■ **About this task**
Line count for "please": state how many lines of the listing below contain it, without anything else.

■ **Exercise materials**
== Segment start ==
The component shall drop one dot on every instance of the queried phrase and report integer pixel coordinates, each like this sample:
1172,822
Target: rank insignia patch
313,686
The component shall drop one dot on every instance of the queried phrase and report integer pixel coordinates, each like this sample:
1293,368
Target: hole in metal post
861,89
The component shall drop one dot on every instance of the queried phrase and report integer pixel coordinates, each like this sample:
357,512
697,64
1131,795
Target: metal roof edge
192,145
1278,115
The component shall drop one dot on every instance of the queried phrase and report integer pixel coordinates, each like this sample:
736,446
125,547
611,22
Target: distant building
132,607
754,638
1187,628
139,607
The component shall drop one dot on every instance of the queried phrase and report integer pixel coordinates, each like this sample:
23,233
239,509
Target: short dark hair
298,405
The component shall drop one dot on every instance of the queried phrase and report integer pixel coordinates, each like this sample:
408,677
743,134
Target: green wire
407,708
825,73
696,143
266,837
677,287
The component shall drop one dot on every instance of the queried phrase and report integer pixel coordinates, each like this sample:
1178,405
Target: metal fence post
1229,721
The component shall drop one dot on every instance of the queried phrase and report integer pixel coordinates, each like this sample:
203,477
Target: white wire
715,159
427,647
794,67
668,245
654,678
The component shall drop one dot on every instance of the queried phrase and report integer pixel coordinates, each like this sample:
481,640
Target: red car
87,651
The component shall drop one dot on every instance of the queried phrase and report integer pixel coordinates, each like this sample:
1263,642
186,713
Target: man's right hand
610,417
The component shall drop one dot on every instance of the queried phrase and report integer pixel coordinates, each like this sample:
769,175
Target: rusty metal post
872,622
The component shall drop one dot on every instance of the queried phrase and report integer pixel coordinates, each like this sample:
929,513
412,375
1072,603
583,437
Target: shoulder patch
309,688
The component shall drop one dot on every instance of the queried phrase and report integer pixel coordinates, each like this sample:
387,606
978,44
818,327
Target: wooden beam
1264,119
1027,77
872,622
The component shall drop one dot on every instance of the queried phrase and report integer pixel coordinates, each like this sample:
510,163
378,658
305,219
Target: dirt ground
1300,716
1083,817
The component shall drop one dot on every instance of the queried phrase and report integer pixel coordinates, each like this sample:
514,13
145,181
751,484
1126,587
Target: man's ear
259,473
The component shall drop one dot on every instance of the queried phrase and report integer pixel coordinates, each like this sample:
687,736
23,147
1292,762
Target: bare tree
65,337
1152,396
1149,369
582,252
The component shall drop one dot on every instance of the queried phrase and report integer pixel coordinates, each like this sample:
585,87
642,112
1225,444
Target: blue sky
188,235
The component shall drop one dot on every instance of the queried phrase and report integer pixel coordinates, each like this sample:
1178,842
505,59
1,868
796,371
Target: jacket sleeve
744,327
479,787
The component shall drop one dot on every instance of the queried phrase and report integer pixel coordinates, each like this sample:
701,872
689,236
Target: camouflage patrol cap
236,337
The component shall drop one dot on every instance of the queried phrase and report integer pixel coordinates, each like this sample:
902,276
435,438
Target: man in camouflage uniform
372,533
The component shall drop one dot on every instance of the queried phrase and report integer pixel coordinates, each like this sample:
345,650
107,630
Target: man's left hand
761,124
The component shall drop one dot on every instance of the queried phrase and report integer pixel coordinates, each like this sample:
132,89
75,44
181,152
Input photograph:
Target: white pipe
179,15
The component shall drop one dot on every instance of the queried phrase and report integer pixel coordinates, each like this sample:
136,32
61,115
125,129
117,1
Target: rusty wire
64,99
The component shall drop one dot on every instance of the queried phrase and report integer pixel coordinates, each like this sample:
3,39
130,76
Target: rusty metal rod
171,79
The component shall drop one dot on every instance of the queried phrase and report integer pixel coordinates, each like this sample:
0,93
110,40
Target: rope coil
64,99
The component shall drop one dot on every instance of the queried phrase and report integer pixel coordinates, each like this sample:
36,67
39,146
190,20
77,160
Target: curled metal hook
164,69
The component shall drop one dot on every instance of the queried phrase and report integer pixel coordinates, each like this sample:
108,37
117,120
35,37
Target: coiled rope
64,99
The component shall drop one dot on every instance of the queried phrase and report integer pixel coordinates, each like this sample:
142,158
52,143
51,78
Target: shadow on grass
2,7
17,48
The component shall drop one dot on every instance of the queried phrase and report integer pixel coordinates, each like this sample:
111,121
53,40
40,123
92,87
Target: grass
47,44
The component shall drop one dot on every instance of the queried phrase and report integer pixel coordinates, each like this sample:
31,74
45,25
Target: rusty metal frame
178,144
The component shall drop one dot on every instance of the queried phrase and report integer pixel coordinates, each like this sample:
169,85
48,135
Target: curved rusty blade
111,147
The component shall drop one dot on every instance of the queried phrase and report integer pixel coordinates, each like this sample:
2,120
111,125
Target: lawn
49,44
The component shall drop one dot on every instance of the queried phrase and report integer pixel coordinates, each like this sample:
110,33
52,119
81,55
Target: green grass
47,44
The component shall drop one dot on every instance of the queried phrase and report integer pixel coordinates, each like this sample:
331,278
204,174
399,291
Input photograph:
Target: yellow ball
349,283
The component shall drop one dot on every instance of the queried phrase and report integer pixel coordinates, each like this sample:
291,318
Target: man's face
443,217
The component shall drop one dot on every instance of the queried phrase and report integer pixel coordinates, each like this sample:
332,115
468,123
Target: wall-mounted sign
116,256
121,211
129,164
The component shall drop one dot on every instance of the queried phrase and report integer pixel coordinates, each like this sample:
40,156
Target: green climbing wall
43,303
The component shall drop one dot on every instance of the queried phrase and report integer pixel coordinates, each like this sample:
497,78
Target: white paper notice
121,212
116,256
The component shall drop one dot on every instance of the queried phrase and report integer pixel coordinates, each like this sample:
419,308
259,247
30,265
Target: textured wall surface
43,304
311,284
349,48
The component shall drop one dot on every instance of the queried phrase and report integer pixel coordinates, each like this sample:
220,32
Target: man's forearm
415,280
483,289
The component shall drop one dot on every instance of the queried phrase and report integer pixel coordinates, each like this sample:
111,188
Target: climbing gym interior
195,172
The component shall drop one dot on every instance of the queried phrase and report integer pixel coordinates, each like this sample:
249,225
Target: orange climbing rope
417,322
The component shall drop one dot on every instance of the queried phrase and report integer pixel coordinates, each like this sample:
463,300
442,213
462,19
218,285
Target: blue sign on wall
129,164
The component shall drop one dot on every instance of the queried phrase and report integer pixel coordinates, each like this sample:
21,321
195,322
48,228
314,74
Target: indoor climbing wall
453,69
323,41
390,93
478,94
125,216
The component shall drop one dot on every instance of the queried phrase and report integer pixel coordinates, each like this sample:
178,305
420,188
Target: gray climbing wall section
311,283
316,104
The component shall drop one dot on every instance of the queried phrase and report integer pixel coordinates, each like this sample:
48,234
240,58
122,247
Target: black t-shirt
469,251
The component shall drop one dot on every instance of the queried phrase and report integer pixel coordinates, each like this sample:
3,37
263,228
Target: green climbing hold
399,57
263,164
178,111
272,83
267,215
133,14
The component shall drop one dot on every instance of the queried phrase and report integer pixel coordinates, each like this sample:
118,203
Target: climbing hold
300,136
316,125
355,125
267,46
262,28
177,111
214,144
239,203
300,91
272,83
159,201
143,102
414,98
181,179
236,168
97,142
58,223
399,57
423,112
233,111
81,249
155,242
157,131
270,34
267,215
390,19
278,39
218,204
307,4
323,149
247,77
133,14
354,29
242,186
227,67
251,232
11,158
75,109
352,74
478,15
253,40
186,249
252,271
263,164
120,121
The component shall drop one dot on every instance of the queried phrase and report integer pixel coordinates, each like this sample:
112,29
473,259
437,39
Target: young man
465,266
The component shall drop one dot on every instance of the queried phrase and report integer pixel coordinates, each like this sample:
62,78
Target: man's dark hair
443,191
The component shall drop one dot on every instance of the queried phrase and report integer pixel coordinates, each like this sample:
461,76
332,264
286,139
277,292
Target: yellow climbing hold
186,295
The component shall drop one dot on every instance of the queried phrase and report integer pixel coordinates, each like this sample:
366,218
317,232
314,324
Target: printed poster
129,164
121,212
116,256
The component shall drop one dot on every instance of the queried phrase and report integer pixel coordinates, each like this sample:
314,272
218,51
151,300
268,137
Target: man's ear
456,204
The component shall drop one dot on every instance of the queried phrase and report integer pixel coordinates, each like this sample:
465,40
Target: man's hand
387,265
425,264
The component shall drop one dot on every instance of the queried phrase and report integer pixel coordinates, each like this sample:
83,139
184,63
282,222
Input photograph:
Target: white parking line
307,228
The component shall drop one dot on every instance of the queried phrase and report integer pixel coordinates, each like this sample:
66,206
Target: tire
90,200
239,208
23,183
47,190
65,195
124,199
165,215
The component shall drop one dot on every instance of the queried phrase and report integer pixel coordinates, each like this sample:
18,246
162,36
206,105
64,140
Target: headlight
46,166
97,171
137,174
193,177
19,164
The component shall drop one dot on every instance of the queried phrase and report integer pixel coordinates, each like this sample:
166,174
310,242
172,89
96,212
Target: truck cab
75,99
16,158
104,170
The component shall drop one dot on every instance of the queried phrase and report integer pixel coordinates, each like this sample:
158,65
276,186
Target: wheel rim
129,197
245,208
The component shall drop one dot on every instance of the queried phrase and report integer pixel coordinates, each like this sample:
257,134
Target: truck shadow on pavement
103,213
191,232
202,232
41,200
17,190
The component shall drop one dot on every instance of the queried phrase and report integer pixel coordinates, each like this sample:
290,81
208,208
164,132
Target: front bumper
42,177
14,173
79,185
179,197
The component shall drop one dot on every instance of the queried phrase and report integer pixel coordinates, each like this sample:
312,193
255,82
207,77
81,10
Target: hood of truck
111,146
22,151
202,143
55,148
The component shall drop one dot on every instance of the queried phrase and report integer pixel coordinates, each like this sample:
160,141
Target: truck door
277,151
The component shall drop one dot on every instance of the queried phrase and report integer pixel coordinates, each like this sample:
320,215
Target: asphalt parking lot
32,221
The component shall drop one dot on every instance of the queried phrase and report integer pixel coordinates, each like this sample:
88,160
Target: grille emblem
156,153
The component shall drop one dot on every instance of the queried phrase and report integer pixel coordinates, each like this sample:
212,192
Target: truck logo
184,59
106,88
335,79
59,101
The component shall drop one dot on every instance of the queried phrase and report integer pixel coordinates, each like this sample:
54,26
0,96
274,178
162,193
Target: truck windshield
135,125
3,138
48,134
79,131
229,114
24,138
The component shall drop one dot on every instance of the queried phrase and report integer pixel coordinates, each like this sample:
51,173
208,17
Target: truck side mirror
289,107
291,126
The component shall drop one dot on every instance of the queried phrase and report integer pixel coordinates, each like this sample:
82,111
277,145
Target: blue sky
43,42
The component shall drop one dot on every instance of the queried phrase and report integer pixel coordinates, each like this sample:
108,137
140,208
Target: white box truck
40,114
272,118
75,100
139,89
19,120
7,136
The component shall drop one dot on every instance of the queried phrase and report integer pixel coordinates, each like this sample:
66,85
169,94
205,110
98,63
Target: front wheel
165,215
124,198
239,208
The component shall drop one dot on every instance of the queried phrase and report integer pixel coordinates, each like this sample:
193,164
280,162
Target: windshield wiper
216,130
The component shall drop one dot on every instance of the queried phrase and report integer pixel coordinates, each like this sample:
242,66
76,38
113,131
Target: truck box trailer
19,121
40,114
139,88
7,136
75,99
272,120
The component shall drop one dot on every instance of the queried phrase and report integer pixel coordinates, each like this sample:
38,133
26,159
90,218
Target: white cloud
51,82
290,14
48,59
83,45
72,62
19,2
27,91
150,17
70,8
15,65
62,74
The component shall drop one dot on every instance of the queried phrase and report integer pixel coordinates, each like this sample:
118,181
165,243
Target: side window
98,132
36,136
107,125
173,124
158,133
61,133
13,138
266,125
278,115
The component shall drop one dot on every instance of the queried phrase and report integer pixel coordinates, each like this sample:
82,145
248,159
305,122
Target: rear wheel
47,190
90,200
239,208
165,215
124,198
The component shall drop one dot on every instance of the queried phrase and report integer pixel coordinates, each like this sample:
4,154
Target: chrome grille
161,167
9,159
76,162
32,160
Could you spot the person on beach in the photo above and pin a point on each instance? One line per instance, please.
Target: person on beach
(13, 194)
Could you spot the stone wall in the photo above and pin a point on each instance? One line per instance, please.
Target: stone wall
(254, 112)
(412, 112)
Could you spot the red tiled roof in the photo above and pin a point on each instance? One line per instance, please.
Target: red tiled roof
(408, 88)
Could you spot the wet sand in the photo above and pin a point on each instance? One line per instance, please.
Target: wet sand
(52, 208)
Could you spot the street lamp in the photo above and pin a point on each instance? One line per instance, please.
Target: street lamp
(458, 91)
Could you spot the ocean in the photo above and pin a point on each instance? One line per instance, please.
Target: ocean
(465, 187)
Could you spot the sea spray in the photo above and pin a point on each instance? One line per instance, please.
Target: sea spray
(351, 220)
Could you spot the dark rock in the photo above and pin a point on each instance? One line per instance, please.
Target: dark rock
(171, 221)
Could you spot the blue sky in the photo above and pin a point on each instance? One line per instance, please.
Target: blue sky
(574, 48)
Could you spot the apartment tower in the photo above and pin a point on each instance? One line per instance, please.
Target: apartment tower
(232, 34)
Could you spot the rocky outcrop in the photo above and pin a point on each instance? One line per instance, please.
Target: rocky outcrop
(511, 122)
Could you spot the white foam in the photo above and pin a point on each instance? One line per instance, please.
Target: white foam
== Segment end ==
■ **Written answer**
12